In the text on parents talking with their children about sex, what model were the hypothesized influences on communication drawn from?

— Text passage —
───

Drawing on the health belief model, the factors we hypothesized would influence communication were parents' perception of the threat of early sexual intercourse (their attitudes toward teen sex and their perception of the likelihood their child will have sex as a young teen); the outcomes they expect from talking about sex with their child; and barriers and facilitators to communication, including characteristics of their relationship with their child, self-efficacy, specific barriers to communication, and their beliefs about the right developmental time for talking about sex. The measures for these factors are described in detail in Table 1.
Table 1

Measures of Potential Influences on Communication

Measure and number of items

Question

Sample items

Response categories

Measures of perception of threat

Parent attitudes toward teen sex (2 items)

For each of the following, please indicate how much you agree or disagree with the statement.

Sexual activity is likely to have harmful psychological and physical effects for teens.

You disapprove of {child name} being sexually active as a young teenager.

1 (strongly agree) to 4 (strongly disagree)

Perception of likelihood child will become sexually active as a young teen (1 item)

How likely do you think {child name} would be to be sexually active if asked by someone [he/she] was dating as a young teen?

-

1 (very likely) to 4 (not at all likely)

Measures of perceived benefits of talking

Expectations of outcomes of talking about sex (6 items)

What are your expectations about talking with {child name}? If you talk early and often with {child name} about sexual topics (such as waiting to be sexually active until he/she is older). . .

. . . {child name} will be less likely to be sexually active as a young teen

. . . {child name} will think you are a hypocrite

1 (strongly agree) to 4 (strongly disagree)

───

— Listed records —
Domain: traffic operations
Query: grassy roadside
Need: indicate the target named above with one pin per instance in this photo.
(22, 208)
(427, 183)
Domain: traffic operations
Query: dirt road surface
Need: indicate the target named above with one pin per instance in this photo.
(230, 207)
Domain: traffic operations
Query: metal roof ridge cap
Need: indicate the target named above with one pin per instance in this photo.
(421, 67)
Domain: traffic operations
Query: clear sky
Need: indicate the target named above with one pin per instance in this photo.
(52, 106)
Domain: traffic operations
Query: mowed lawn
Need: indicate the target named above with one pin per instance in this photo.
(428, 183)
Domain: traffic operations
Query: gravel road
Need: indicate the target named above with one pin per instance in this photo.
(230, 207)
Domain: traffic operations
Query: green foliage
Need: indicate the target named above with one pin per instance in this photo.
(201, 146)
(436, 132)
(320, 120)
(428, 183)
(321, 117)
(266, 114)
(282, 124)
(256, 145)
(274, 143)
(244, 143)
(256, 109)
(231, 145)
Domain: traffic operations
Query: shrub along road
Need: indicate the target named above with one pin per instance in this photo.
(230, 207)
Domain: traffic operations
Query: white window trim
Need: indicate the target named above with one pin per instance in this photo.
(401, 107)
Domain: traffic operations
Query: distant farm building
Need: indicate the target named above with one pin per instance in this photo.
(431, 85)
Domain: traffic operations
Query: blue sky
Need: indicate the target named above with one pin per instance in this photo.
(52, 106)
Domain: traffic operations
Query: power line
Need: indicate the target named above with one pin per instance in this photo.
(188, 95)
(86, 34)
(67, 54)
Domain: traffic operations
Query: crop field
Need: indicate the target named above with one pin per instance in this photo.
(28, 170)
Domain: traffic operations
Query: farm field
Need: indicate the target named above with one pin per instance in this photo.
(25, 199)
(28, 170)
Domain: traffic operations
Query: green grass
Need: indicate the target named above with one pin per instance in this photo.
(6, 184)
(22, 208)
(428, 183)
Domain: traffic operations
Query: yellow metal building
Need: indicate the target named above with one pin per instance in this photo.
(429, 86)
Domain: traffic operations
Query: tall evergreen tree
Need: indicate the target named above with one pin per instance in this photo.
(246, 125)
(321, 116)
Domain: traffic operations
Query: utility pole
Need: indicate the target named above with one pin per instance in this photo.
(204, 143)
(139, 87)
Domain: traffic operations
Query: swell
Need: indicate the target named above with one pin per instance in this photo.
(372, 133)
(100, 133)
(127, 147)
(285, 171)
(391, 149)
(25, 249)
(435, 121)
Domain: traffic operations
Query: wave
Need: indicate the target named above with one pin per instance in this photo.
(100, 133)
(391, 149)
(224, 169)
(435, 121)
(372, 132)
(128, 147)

───

— Exercise result —
The health belief model.